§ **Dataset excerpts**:
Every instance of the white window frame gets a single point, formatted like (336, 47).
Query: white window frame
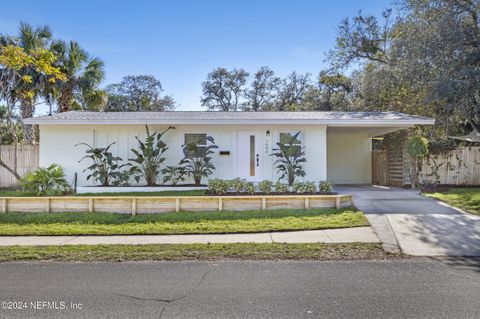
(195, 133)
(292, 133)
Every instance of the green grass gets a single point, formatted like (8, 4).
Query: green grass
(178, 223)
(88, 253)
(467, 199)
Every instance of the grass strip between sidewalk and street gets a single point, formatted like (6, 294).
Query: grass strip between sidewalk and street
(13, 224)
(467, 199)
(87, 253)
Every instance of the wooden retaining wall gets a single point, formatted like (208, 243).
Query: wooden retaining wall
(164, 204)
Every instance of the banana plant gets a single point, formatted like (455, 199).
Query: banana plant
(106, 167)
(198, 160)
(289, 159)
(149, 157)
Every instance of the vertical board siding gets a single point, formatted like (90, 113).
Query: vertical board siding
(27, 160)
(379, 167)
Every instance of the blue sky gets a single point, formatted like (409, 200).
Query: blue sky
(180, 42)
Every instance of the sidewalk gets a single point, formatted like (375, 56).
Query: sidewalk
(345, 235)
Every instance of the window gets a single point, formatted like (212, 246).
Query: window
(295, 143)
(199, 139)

* * *

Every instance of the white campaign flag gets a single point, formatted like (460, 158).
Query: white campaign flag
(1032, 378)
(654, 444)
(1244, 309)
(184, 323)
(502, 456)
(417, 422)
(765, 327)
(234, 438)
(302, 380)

--

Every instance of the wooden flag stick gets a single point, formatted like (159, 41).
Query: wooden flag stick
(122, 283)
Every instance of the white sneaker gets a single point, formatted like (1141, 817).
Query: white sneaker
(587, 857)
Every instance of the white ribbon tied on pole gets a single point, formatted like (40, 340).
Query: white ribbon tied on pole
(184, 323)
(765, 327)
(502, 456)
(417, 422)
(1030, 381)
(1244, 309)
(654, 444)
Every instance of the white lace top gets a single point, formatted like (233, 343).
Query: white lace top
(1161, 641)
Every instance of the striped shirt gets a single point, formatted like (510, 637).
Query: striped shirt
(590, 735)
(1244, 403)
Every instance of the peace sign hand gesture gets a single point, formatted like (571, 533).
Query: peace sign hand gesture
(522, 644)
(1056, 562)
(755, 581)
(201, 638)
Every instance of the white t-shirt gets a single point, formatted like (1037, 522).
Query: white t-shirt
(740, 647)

§ **ACTIVITY**: Find "Query: white ribbon tied on pole" in the entries above and copy that whole line exactly, then each line after it through the line that contains "Every instance of the striped".

§ **SOLUTION**:
Query: white ribbon tied on pole
(184, 323)
(765, 327)
(502, 456)
(417, 422)
(1030, 381)
(1244, 309)
(654, 444)
Every instance of the white lace top gets a single point, formatted like (233, 343).
Query: white lace top
(1161, 641)
Every instance of the striped shirt gets a single point, formatted like (510, 637).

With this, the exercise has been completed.